:: Фрагмент для чтения
В самом деле, в 1907 и 1908 годах в Киеве происходили вспышки холеры. Надо сказать, что в это время здесь действовала городская дума особого рода — так называемая освободительная, избранная в 1906 году под влиянием недавних революционных событий. Ее либеральное большинство оказалось довольно деятельным, хотя, справедливости ради приходится отметить, что пополнение городского бюджета на разные насущные потребности в те годы производилось за счет долгосрочных городских займов. Иными словами, расхлебывать заваренную «освободительной думой» кашу должны были преемники. Но, как бы то ни было, располагая немалыми одолженными средствами, «отцы города» взялись за созидательные работы. В глубине территории Александровской больницы для холерных больных соорудили три специальных корпуса. Была выстроена городская санитарная станция с лабораторией. Кроме того, совершился прямо-таки революционный переворот в обеспечении водой.
::::
Ваша задача:
Ответьте на вопросы по фрагменту о холере в Киеве.
(a) В каком году была избрана так называемая освободительная дума?
(b) За счет чего в те годы пополнялся городской бюджет?
(c) Сколько специальных корпусов для холерных больных соорудили на территории Александровской больницы?
:: Записи данных
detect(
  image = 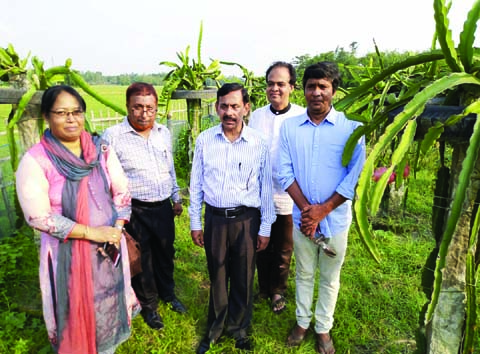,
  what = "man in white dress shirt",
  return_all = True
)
[188,83,275,354]
[248,61,305,314]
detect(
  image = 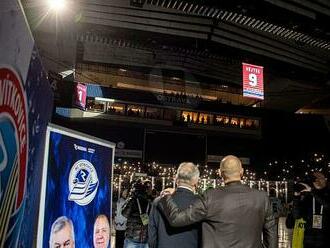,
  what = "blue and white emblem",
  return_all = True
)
[69,159,99,206]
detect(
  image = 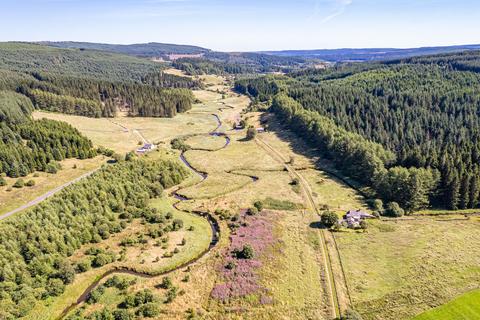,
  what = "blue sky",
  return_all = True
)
[0,0,480,51]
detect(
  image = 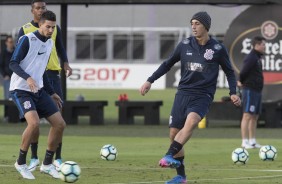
::::
Поле ответа:
(a) В 1906 году.
(b) За счет долгосрочных городских займов.
(c) Три.